Top of Excerpt

Monday, 11 July 2011

The Dreaded Two Week Wait.

It is the time of the month everyone trying to get pregnant looks forward to and dreads at the same time and when you have been trying for a long time that feeling only gets worse with each passing missed chance I can tell you.


Every month I tell myself I have NO symptoms, I do NOT feel queasy in the mornings, no my boobs are not any bigger than they were yesterday etc, but at the same time of course I am starting to wonder if they really are and yes today I don't feel right. That is the problem when you have been so desperate for something for so long, your mind can play the cruelest tricks.


Today is day 34 of my current cycle, I am not sure (as always) exactly when my next UNWANTED period is due as they have been so irregular, according to my online Clearblue chart thingy I am due on Friday but the Clearblue pop up thing says I am due tomorrow. But then there is the theory that you are meant to start your period 14 days after ovulation, which would mean I am due on Saturday (Oh today is Monday btw)

Bottom of Excerpt
Top of Data for review

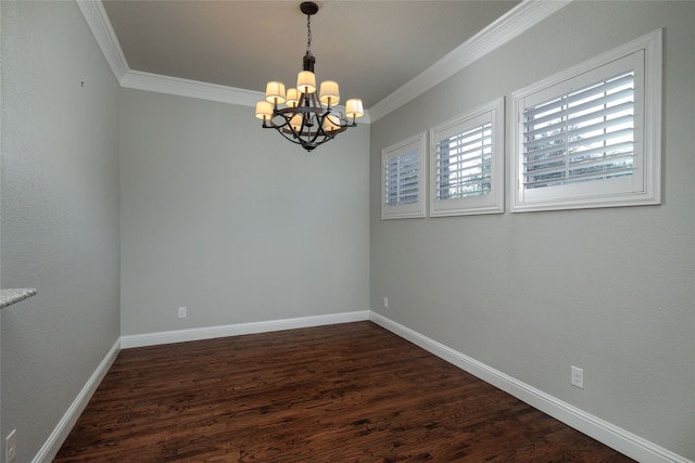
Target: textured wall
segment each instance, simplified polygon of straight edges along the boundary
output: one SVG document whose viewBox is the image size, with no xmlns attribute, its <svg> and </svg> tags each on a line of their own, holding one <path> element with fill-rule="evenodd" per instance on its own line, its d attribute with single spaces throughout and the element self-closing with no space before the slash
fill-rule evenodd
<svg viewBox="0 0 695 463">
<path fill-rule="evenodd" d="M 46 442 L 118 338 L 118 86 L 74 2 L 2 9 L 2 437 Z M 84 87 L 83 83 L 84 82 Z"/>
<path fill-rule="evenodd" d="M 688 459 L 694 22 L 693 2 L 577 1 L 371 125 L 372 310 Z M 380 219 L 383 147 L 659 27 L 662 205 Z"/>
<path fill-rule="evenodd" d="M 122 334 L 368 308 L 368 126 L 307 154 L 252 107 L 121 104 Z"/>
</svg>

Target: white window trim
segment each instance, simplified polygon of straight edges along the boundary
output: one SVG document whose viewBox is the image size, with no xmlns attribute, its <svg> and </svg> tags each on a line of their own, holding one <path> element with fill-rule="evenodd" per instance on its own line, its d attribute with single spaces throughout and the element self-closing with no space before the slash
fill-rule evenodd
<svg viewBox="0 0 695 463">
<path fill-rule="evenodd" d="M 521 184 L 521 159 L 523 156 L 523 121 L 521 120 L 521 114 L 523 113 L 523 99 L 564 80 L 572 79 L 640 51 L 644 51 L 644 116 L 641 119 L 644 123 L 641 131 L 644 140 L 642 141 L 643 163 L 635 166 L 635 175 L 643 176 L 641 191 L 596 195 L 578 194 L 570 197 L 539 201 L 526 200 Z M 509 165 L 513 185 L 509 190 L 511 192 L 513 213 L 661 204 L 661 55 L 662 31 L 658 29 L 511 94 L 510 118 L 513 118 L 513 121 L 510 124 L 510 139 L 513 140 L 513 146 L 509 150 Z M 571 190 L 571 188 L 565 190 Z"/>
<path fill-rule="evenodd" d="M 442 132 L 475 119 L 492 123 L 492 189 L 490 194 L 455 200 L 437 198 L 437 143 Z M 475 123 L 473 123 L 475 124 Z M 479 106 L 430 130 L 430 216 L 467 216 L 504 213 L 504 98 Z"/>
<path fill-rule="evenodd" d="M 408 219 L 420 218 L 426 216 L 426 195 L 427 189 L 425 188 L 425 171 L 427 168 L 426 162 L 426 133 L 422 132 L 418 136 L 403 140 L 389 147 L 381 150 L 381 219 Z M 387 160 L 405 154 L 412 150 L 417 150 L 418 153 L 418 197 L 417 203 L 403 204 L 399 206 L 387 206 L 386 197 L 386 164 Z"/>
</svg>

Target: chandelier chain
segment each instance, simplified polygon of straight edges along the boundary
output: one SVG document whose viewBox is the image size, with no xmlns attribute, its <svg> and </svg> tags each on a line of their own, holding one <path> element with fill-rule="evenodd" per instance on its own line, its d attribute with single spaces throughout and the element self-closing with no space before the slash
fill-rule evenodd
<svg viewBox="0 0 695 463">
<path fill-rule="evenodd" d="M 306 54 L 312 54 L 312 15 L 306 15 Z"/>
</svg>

Bottom of Data for review
Top of Data for review

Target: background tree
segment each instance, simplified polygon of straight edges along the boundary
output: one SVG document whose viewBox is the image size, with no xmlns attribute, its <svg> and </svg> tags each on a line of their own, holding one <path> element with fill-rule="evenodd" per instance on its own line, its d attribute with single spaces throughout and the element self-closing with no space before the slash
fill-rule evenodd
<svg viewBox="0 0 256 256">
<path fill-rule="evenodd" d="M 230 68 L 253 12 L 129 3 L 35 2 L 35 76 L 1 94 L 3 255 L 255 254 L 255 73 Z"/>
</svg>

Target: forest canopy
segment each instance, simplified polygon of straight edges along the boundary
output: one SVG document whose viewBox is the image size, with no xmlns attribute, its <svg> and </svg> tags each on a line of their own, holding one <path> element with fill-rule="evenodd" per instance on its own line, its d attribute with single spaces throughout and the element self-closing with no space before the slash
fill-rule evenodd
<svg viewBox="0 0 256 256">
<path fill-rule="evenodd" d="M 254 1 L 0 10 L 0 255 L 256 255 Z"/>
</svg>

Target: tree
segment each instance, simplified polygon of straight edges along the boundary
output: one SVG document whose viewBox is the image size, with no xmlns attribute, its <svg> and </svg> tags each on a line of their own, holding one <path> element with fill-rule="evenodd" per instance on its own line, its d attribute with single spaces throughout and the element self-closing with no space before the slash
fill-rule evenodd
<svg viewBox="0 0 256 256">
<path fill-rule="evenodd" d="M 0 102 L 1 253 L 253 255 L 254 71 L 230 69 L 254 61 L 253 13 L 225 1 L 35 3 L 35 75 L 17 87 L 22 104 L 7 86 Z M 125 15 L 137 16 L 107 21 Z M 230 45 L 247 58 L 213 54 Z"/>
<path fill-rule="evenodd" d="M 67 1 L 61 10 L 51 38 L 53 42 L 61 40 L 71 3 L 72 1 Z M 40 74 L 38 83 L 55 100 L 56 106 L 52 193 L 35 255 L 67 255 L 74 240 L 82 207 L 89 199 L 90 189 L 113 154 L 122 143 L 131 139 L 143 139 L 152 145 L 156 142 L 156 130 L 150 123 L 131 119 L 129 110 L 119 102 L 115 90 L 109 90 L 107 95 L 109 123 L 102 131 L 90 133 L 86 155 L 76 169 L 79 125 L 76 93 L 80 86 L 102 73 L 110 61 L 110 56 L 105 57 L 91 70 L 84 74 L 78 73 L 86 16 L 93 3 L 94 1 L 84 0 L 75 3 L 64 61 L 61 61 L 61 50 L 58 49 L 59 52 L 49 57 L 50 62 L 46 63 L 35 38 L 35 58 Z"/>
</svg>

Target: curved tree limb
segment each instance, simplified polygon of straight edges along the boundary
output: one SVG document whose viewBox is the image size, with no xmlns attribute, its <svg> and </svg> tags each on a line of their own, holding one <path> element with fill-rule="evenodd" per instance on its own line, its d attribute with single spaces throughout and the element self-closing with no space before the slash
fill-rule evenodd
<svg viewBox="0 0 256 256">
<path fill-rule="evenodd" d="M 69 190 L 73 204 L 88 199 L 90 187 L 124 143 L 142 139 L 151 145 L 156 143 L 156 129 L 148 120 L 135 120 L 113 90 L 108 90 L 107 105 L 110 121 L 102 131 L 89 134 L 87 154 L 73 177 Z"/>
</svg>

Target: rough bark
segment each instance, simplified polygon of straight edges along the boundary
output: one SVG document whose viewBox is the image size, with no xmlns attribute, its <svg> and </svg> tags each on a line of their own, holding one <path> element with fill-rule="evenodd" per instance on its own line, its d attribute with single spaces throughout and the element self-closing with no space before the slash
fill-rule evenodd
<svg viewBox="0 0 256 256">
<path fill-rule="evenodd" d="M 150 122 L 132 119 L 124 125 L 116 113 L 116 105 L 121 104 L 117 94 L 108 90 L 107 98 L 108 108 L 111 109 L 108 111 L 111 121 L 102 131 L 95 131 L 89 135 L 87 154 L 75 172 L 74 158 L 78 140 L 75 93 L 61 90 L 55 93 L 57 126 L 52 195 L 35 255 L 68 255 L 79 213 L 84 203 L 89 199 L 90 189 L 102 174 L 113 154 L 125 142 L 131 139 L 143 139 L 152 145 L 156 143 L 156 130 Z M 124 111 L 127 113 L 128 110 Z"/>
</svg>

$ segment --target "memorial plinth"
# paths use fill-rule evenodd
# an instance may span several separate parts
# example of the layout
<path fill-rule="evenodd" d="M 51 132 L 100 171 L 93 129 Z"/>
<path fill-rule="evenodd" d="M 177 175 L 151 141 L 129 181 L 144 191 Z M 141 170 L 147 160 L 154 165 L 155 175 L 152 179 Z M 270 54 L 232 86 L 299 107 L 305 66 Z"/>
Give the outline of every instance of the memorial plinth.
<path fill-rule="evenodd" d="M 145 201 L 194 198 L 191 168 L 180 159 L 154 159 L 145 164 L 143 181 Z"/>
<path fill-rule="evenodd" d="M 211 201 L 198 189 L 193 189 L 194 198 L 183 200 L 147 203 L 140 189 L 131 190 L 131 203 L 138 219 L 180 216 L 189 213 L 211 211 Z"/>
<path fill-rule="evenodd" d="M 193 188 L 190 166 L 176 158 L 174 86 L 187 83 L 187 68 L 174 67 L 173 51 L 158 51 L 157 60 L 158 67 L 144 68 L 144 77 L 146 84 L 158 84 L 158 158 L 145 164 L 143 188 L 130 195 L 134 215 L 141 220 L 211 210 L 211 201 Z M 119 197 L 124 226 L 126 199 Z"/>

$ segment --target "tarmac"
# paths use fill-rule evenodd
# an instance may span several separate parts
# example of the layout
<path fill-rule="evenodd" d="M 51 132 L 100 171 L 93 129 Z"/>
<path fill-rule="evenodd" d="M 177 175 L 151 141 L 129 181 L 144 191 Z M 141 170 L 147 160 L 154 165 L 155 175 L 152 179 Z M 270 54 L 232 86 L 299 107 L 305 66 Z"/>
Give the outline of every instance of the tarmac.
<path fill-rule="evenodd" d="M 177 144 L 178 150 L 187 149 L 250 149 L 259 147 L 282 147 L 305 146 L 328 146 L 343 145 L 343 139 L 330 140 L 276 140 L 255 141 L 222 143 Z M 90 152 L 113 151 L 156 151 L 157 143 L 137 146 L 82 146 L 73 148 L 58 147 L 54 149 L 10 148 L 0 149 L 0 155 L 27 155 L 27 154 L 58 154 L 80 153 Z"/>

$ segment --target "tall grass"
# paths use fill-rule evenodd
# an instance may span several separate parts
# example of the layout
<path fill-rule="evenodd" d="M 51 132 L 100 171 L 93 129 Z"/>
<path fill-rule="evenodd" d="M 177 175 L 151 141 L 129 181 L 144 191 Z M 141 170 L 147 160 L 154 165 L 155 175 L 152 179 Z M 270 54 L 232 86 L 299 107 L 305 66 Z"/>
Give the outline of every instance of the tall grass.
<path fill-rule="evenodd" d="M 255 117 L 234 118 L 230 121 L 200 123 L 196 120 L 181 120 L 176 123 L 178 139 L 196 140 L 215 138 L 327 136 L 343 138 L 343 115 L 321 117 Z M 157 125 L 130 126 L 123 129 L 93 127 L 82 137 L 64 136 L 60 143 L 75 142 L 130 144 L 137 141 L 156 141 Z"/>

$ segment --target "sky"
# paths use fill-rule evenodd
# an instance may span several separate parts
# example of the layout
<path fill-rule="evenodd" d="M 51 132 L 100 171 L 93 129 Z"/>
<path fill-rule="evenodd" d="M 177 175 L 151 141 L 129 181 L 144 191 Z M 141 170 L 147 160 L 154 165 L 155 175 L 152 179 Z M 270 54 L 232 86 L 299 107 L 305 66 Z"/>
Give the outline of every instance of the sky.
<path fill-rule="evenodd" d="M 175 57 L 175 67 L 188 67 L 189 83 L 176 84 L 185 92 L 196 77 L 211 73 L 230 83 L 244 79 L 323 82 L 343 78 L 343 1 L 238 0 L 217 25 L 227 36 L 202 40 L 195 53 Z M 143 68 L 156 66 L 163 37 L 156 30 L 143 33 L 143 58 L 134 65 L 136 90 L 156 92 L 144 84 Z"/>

Bottom of Data for review

* List of tasks *
**A)** Rewrite the paragraph of the blog post that begins "Today is day 34" as a short bulleted list, keeping its main facts.
**B)** Transcribe part of the blog post word for word. Begin at the words "The Dreaded Two" and stop after "can tell you.".

* Responses to the tasks *
**A)**
- It is day 34 of the current cycle, which has been irregular, so the due date for the next period is unclear.
- The online Clearblue chart says the period is due Friday.
- The Clearblue pop-up says it is due tomorrow.
- Counting 14 days after ovulation puts it on Saturday.
- Today is Monday.

**B)**
The Dreaded Two Week Wait.

It is the time of the month everyone trying to get pregnant looks forward to and dreads at the same time and when you have been trying for a long time that feeling only gets worse with each passing missed chance I can tell you.